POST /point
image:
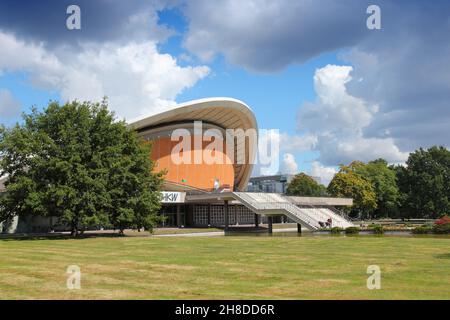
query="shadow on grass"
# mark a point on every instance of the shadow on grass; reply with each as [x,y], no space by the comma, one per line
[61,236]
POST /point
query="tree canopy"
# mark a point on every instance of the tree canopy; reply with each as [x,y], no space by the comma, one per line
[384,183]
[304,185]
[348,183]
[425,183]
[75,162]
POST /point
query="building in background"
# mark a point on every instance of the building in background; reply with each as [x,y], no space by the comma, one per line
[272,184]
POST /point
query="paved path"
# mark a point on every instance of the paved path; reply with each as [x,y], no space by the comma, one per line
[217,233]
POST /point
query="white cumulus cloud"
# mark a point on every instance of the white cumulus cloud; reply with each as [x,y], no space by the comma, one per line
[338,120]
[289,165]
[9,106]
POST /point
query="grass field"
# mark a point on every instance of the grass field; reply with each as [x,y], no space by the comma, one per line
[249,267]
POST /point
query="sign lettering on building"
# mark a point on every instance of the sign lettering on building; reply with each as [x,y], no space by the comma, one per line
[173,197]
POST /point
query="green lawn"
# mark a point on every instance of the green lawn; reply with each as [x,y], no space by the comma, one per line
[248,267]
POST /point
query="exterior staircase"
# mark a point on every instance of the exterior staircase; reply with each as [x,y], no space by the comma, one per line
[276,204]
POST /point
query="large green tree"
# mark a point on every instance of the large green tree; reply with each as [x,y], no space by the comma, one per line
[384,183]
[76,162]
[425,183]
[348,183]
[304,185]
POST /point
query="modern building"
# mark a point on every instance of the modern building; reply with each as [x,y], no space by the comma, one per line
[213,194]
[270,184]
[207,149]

* * *

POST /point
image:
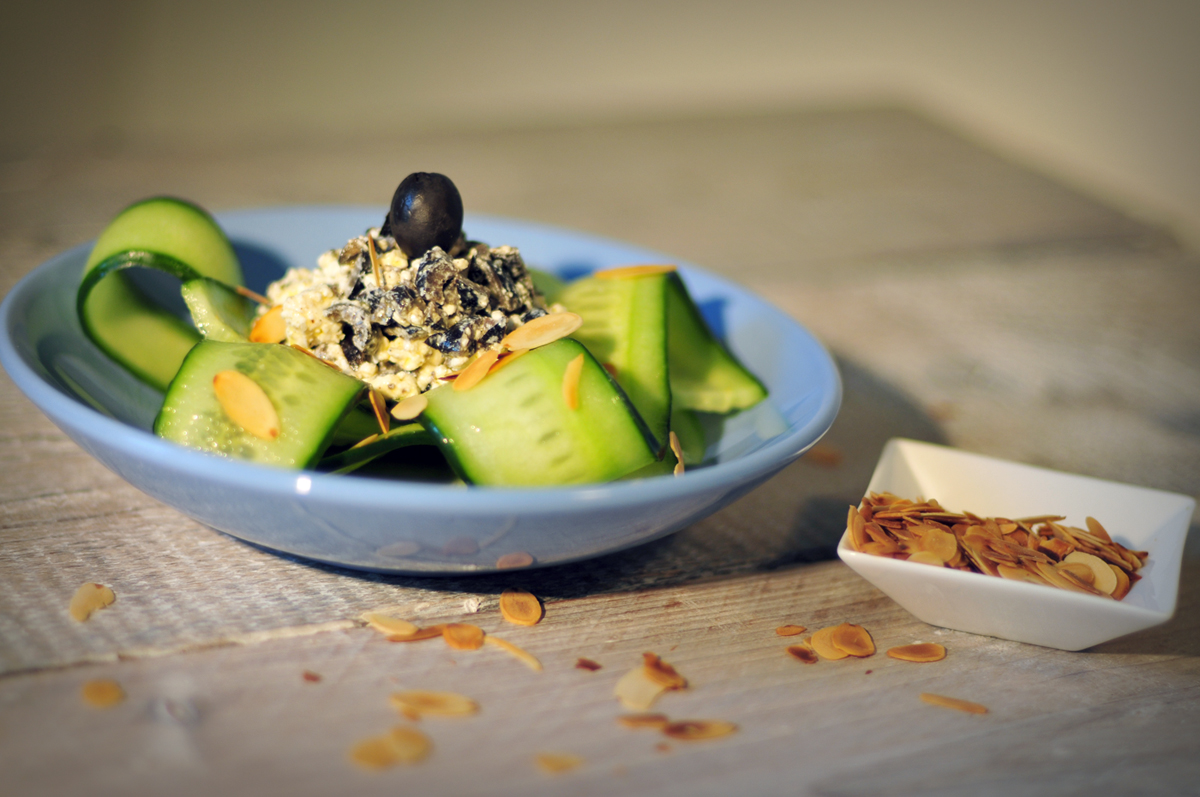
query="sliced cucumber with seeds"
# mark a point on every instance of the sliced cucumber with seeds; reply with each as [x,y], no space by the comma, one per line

The exercise:
Report how many lines of the items contain the string "sign", treating uppercase and lowercase as distinct. Reply with the number alone.

Correct result:
2